[Exercise text]
Patients were included in Group 1 (control group) without sexual dysfunctions, or in Group 2 (experimental group) with sexual dysfunctions, based upon the results of the Clinical records in women as well as in men, which is intended to determine presence or absence of sexual dysfunctions and the kind of dysfunction that each individual has. The questionnaire, besides classifying sexual dysfunction, explores sexual life. The 10 types of sexual dysfunctions are: 1. sexual urge disorder (hypoactive sexual desire), 2. aversion to sex disorder, 3. female arousal disorder, 4, male erectile dysfunction, 5. female orgasm disorder, 6. male orgasm disorder, premature ejaculation, pain associated with intercourse disorder (dyspareunia), 9. vaginism (defined and classified following the Diagnostic and Statistical Manual of Mental Disorders-Text Revised (DSM-IV-TR), and 10. dysrythmia (as stated by Alvarez-Gayou, persistent and recurrent inability to obtain satisfaction in one of the partners due to the difference in sexual urge for sexual activity frequency, when conditions are adequate and the problem is not related to physical problems).
Results: Prevalence in women was 52%; in men it was 38.8%. Mean in women with sexual dysfunctions was 2.52 dysfunctions by patient; mean in men with sexual dysfunctions was 1.48 by patient. Dysrythmia was the most frequent dysfunction both, in males and females. Concerning variables related to sexual activity, childhood trauma for women, masturbation for men and information about sexuality for both men and women, were the main ones.
Conclusion: Prevalence of sexual dysfunctions and frequency by patient in individuals attending the INPer is lower in men’s population. Having an effective and sound information about sexuality is essential for sexuality development. Another important topic are traumatic sexual experiences that are more frequent in female population and are also associated with sexual dysfunctions; men are less jeopardized for that kind of experiences. Masturbation practice is related to the absence of sexual dysfunctions in men. On the other hand, that practice is not significant for women. Results of this research led us to change attention strategies; this will have a repercussion in the effective treatments and decreased periods of time to solve the problem.
Regarding the possibility to generalize the results, research could be directed to determine prevalence in populations with no reproduction risk and then compare them with the population of the study; hypothetically, results would not have a significant variability given the control of variables.

[Activity 1] List every number the study text reports in the paragraph that begins "Results:".
[Activity 2] Rewrite the stretch of the study text from "Conclusion: Prevalence of" through "solve the problem.", swapping "sexual dysfunctions" for "sexual disorders".

[Entries shown]

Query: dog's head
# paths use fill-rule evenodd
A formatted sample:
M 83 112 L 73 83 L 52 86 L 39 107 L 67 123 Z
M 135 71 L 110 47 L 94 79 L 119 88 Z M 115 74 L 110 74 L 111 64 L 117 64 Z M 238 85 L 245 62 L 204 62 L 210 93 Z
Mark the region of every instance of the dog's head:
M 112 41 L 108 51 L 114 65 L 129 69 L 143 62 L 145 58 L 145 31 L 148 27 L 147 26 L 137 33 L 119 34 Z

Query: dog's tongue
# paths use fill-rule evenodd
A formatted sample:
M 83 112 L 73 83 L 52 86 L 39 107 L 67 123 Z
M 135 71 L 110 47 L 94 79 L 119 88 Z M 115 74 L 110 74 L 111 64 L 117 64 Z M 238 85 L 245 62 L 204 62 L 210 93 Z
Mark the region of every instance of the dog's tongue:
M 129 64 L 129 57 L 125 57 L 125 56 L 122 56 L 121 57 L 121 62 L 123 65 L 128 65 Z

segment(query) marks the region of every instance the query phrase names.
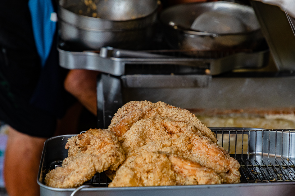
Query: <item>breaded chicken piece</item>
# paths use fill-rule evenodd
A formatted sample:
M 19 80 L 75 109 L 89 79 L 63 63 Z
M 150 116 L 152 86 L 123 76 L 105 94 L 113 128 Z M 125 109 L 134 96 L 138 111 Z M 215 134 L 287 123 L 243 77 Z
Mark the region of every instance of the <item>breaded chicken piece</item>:
M 46 174 L 46 185 L 58 188 L 76 187 L 97 172 L 116 169 L 125 160 L 121 144 L 113 133 L 92 129 L 68 140 L 68 157 Z
M 176 174 L 176 181 L 178 185 L 221 184 L 221 177 L 211 169 L 175 155 L 169 156 L 169 159 Z
M 108 187 L 176 185 L 171 164 L 165 154 L 143 150 L 131 159 L 118 170 Z
M 184 121 L 194 126 L 202 135 L 217 142 L 214 133 L 189 111 L 161 102 L 131 101 L 118 110 L 108 129 L 121 137 L 139 120 L 160 115 L 177 122 Z
M 133 121 L 121 136 L 120 142 L 126 157 L 121 167 L 125 168 L 126 164 L 129 165 L 134 160 L 138 160 L 137 157 L 142 151 L 161 152 L 174 157 L 170 160 L 174 166 L 176 184 L 240 182 L 240 165 L 238 161 L 210 138 L 203 135 L 203 132 L 190 124 L 191 121 L 173 120 L 166 116 L 168 115 L 154 113 L 150 115 Z M 142 163 L 143 165 L 145 164 Z M 188 166 L 191 163 L 193 165 L 193 168 Z M 138 172 L 136 168 L 132 169 L 134 172 Z M 116 182 L 112 186 L 119 184 L 132 186 L 119 182 L 120 179 L 124 180 L 122 178 L 124 172 L 120 170 L 120 168 L 114 177 L 113 175 Z M 125 168 L 124 171 L 127 170 Z

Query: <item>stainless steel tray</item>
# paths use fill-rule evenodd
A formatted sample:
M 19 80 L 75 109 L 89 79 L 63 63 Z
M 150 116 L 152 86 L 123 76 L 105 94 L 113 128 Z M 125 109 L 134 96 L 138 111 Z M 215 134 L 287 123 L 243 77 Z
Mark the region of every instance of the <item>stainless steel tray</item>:
M 108 50 L 110 50 L 107 48 L 102 49 L 105 49 L 107 53 Z M 138 54 L 138 51 L 130 51 L 128 54 L 129 58 L 121 58 L 114 55 L 108 56 L 94 51 L 73 52 L 59 48 L 58 50 L 60 65 L 64 68 L 96 70 L 116 76 L 125 75 L 125 66 L 128 64 L 170 64 L 197 67 L 207 69 L 210 75 L 216 75 L 234 69 L 262 67 L 268 62 L 269 55 L 269 51 L 267 49 L 252 53 L 237 53 L 218 58 L 175 58 L 153 55 L 153 54 L 148 53 L 144 54 L 145 55 L 142 56 L 141 58 L 140 55 L 136 57 L 136 54 Z
M 59 136 L 45 142 L 37 182 L 41 196 L 58 195 L 180 195 L 241 196 L 292 195 L 295 191 L 295 129 L 268 130 L 253 128 L 211 128 L 218 143 L 228 150 L 241 165 L 241 183 L 170 186 L 108 188 L 111 180 L 97 174 L 77 189 L 46 186 L 50 168 L 60 164 L 67 156 L 64 148 L 74 135 Z M 242 156 L 243 155 L 243 156 Z

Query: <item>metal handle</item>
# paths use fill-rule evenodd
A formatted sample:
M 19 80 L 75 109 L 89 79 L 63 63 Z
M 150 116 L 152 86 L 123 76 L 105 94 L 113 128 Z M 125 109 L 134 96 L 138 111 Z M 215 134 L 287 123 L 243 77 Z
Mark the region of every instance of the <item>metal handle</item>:
M 70 196 L 74 196 L 75 194 L 77 193 L 77 192 L 79 191 L 79 190 L 82 189 L 84 189 L 84 188 L 89 188 L 91 187 L 93 187 L 92 186 L 90 185 L 82 185 L 81 186 L 79 186 L 76 189 L 75 189 L 75 190 L 73 191 L 73 193 L 72 193 L 72 194 L 71 194 Z

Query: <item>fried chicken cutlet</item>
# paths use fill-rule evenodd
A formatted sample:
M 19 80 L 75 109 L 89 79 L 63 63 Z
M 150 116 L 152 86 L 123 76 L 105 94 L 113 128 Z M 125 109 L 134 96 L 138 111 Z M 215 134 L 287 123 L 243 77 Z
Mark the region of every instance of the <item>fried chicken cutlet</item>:
M 68 140 L 68 157 L 62 167 L 50 171 L 46 184 L 58 188 L 82 185 L 97 172 L 116 169 L 125 160 L 124 152 L 117 137 L 106 130 L 90 129 Z
M 240 181 L 238 161 L 218 146 L 213 133 L 187 110 L 162 102 L 132 102 L 118 110 L 108 129 L 120 137 L 126 158 L 110 176 L 113 178 L 111 186 L 151 185 L 143 183 L 138 176 L 131 175 L 153 173 L 145 169 L 143 166 L 147 164 L 152 168 L 158 167 L 156 162 L 143 159 L 144 152 L 170 155 L 159 155 L 158 161 L 169 160 L 164 162 L 165 168 L 170 167 L 175 178 L 166 175 L 170 178 L 164 181 L 170 185 Z M 135 176 L 133 181 L 123 180 L 126 172 L 128 176 Z M 157 181 L 153 177 L 159 176 L 149 176 L 150 180 Z
M 120 108 L 107 130 L 68 140 L 62 167 L 46 185 L 76 187 L 106 171 L 109 186 L 238 183 L 240 165 L 214 133 L 188 110 L 159 102 L 133 101 Z

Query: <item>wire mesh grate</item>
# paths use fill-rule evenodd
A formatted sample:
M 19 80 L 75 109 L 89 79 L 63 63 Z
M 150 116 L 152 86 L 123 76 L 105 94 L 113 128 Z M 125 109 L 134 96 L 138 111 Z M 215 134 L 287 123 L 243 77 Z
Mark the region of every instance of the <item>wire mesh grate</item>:
M 218 144 L 240 163 L 241 183 L 295 181 L 295 129 L 218 129 L 211 128 Z M 103 172 L 84 184 L 106 187 L 111 181 Z

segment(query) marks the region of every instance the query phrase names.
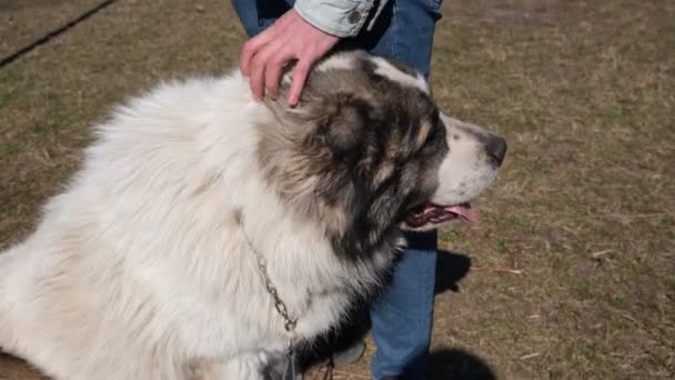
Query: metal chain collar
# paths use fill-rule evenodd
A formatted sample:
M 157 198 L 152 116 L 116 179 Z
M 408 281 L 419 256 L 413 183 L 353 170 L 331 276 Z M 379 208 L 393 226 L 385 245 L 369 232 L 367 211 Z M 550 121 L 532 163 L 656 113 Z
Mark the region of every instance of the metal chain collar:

[Written answer 1] 52%, 38.8%, 2.52, 1.48

[Written answer 2]
Conclusion: Prevalence of sexual disorders and frequency by patient in individuals attending the INPer is lower in men’s population. Having an effective and sound information about sexuality is essential for sexuality development. Another important topic are traumatic sexual experiences that are more frequent in female population and are also associated with sexual disorders; men are less jeopardized for that kind of experiences. Masturbation practice is related to the absence of sexual disorders in men. On the other hand, that practice is not significant for women. Results of this research led us to change attention strategies; this will have a repercussion in the effective treatments and decreased periods of time to solve the problem.